Your instructions: Quote everything in the article below about the Pentonville Macbeth from "The (London) Times" down to "theatrical asset: passion.", without changing a word.

Provided text:
---*---

London Shakespeare Workout LSW Prison Project

Behind Bards?

Text by Libby Purves

The (London) Times

A FREEZING February night on the bleak Caledonian Road: hover through the fog and filthy air to the premiere of An Animated Macbeth in Pentonville prison. On the face of it, this grim building’s only advantage as a theatrical venue is that warders are allowed to take away everybody’s mobile phone at the door, a system many West End directors must wistfully envy. But actually, a prison has another inbuilt theatrical asset: passion.

 

This was a truncated Macbeth, an adapted work with neo-Shakespearean collaboration in the form of poems and couplets from inmates across the country; it was performed without set or props, in dreary grey tracksuits and under the unforgiving glare of neon lights in the prison chapel. It took hardly more than an hour. But it was a knockout.

 

It made your hair stand on end from the first moment when a dozen men flung themselves to the floor and crawled hissing like Gollum around our feet, right through to the corpse-strewn battlefield where a pool of grey tragedy lay twisted on the floor at the shocked Macduff’s feet. Better still, it took Shakespearean language straight into your head and heart in a way that a familiar play sometimes does not.

 

The chorus, composed of current Pentonville inmates and ex-inmates who have continued to go to the LSW (London Shakespeare Workout), holds the floor throughout: the great speeches and some of the startling inmate writing added to it are spoken by the handful of professional principals, including Lynn Farleigh, but the chorus snarls or hisses individual words in answer: “blood . . . hell . . . knife . . . breast . . . dark . . . hold!” This circle of men play the emotion of the piece: they are the witches and the clowns but also the temptations, the spirits of cruelty conjured by Lady Macbeth, the physical symbols of compulsion, remorse and the mocking, snarling violence in the human heart which — as any prisoner knows — can turn either outwards or inwards. “Hell . . . dark . . . eye of newt . . . dusty death . . .” Suddenly you see exactly why this national group, under their director Bruce Wall and their visionary chair Gayle Hunnicutt, wanted above all to offer Shakespeare’s words to prisoners, rather than in tedious EastEnders vernacular.

 

“It’s intense, very intense. It carries you,” said one battered-looking lad. It was new and marvellous to him. “I’m going to try and write something. It’s opened up my head.” Others already write: unsettling little poems tagged on to lines like “When I am sometimes absent from your heart . . .” and “This is the very painting of my fear”. You get a sense of men who were often alone, afraid, horrified at themselves and at life, circling trapped in inarticulate cruelty but now freed by nothing more than some 400-year-old words. Acquainted with grief but new to its expression, they fly.

 

LSW and the actors who support it have, last year alone, been in 52 prisons, done 73 projects with 1,973 inmates and 219 officers.  Their success stories are legion.  They do not vanish when an inmate is released.  Ex-offenders were in this production, back inside for the three evenings and at ease with the professionals.  But even the men who trooped back to their cells for tomorrow and tomorrow and tomorrow were visibly less cribbed and confined.  And so were we, the audience.

---*---

Supplied material:
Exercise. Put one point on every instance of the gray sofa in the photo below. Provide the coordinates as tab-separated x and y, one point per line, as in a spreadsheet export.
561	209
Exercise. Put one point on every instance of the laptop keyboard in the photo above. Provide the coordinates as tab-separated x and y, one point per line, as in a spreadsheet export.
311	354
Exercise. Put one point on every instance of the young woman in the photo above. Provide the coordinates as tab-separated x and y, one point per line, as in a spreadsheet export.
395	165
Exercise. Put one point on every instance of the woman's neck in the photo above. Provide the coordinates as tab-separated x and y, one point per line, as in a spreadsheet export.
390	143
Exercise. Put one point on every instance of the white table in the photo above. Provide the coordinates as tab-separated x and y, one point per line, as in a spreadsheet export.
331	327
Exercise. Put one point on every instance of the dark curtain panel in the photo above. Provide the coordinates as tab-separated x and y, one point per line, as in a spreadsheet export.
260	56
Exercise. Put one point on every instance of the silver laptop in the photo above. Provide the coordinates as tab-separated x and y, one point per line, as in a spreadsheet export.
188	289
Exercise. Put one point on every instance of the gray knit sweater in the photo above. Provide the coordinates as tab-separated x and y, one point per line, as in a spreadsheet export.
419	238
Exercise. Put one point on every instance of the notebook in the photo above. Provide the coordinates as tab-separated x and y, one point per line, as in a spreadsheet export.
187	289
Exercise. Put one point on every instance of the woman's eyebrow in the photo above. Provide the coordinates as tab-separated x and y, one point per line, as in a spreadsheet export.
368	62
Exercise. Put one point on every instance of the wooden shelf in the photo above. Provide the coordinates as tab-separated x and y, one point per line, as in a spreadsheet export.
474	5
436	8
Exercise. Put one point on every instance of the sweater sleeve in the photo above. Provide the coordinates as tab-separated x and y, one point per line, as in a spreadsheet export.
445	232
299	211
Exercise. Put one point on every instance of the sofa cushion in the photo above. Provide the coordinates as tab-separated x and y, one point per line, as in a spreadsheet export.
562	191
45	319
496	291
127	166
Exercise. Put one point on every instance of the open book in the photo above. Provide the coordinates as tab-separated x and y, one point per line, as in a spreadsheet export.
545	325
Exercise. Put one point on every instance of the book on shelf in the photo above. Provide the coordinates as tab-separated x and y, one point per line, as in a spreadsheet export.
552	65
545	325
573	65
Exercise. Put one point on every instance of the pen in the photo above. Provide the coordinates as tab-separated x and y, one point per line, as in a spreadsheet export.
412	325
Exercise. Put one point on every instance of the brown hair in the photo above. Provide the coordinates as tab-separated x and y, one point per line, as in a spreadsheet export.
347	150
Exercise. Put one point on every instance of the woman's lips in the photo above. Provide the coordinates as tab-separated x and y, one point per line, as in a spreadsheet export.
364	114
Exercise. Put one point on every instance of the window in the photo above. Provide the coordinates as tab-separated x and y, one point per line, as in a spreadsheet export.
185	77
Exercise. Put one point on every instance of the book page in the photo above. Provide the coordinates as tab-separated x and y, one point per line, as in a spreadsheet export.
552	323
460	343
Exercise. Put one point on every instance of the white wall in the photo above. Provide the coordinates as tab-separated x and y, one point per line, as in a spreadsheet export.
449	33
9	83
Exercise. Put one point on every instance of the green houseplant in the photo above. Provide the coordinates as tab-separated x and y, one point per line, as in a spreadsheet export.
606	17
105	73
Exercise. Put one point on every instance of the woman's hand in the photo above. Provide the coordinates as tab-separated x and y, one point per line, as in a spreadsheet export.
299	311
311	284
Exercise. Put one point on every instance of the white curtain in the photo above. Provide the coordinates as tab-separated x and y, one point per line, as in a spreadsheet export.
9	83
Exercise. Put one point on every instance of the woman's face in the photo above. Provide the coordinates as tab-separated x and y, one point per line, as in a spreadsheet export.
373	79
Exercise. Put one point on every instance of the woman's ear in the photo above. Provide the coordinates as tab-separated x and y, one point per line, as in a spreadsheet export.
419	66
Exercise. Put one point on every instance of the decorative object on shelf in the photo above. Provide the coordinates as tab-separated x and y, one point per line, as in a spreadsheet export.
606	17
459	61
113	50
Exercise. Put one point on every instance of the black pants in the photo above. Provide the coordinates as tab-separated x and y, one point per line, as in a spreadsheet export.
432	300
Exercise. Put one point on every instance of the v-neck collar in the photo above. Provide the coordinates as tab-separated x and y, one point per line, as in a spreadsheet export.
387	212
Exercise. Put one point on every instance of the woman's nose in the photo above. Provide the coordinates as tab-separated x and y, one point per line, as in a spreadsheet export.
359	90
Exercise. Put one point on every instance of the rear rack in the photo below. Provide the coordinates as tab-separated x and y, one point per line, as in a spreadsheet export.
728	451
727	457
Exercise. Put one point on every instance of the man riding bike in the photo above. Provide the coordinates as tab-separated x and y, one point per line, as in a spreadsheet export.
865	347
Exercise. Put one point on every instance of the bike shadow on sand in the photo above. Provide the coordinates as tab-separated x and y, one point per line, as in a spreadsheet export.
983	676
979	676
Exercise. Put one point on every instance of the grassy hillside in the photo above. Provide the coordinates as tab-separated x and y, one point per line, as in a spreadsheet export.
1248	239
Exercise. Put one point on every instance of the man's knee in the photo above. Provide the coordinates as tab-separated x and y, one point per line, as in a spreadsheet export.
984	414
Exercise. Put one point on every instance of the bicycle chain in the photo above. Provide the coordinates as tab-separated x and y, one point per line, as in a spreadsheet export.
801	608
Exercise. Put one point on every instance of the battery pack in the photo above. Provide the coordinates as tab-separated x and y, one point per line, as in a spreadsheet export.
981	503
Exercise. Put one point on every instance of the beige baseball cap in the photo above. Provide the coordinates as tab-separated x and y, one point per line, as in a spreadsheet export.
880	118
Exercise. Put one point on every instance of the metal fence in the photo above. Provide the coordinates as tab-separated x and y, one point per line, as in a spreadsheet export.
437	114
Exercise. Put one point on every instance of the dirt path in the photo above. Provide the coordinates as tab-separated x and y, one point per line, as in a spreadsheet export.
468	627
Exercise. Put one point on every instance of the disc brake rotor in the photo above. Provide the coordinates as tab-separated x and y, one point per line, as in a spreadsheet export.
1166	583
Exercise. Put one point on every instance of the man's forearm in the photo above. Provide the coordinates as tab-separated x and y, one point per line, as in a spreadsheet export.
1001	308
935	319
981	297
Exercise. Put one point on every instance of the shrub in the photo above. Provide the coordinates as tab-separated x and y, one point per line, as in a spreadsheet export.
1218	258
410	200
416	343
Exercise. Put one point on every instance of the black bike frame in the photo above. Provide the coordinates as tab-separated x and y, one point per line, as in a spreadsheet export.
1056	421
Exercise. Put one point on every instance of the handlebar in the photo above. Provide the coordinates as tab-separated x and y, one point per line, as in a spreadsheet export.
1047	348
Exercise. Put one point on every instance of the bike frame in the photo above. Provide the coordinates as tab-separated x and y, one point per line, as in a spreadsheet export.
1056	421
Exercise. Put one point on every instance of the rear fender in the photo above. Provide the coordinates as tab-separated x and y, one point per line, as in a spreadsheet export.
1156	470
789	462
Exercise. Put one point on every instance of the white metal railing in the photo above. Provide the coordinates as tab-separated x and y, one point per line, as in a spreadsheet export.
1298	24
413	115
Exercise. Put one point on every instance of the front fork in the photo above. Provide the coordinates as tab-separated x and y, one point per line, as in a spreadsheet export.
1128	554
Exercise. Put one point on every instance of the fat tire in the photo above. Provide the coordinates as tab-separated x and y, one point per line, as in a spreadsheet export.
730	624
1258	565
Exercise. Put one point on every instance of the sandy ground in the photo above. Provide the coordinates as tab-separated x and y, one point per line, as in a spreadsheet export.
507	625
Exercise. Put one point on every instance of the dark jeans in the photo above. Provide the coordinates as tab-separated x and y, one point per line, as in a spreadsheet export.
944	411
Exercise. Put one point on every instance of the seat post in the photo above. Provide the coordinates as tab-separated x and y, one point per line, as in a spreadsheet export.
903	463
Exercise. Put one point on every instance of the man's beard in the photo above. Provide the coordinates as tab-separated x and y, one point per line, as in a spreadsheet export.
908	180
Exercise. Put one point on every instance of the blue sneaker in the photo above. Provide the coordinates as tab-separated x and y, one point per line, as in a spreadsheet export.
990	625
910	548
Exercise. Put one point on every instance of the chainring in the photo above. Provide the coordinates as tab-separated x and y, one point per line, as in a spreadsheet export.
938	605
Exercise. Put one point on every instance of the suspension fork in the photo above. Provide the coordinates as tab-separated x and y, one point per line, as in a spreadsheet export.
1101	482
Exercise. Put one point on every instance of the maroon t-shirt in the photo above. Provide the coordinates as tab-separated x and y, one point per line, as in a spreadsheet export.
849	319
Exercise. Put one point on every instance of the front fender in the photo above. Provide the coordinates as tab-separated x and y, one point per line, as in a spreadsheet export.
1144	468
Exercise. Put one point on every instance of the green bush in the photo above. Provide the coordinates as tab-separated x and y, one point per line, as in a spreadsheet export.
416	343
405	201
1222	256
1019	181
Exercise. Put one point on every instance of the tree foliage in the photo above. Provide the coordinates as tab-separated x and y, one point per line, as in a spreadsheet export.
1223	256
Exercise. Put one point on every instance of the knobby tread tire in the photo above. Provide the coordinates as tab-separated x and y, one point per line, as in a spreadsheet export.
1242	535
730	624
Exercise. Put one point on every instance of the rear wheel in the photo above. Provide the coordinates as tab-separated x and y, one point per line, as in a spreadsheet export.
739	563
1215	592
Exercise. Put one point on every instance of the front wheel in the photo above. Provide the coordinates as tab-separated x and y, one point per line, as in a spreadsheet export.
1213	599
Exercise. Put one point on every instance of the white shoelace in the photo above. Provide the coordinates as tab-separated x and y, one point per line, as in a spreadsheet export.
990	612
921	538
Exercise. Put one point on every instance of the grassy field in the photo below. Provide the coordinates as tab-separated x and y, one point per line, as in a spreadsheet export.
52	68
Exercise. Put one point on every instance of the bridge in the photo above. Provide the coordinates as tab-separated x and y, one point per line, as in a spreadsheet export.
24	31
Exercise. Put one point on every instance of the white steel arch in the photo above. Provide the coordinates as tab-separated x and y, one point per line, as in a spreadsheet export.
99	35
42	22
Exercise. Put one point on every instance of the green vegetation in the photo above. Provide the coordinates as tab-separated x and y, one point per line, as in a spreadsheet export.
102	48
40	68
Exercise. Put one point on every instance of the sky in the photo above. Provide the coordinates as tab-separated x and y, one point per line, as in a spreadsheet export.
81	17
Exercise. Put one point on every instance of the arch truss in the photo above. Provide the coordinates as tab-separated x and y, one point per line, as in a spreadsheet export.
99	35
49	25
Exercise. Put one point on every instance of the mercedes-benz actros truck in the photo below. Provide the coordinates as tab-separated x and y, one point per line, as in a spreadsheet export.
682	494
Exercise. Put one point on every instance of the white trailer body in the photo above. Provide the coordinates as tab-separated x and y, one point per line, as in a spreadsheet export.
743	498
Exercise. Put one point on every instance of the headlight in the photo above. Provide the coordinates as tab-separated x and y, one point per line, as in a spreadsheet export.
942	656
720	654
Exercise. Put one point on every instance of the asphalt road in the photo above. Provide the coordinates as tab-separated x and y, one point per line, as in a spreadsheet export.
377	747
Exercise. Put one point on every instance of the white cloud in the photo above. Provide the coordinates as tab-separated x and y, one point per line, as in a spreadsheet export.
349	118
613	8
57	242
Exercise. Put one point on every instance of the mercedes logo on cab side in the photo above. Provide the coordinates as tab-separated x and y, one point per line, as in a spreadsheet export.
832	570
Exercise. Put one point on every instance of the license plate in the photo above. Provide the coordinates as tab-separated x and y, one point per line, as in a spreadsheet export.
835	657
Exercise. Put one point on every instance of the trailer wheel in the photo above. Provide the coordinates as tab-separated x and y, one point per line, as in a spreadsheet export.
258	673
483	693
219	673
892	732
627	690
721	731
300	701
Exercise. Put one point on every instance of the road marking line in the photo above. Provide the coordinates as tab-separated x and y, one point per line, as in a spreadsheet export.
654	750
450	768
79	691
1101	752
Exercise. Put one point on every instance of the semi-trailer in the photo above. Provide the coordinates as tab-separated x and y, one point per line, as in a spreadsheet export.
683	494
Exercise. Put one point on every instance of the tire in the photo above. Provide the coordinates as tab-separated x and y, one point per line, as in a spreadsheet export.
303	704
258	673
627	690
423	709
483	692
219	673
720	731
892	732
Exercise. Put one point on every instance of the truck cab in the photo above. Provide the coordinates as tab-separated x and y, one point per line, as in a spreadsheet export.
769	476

---*---

Result for this task:
The (London) Times

A FREEZING February night on the bleak Caledonian Road: hover through the fog and filthy air to the premiere of An Animated Macbeth in Pentonville prison. On the face of it, this grim building’s only advantage as a theatrical venue is that warders are allowed to take away everybody’s mobile phone at the door, a system many West End directors must wistfully envy. But actually, a prison has another inbuilt theatrical asset: passion.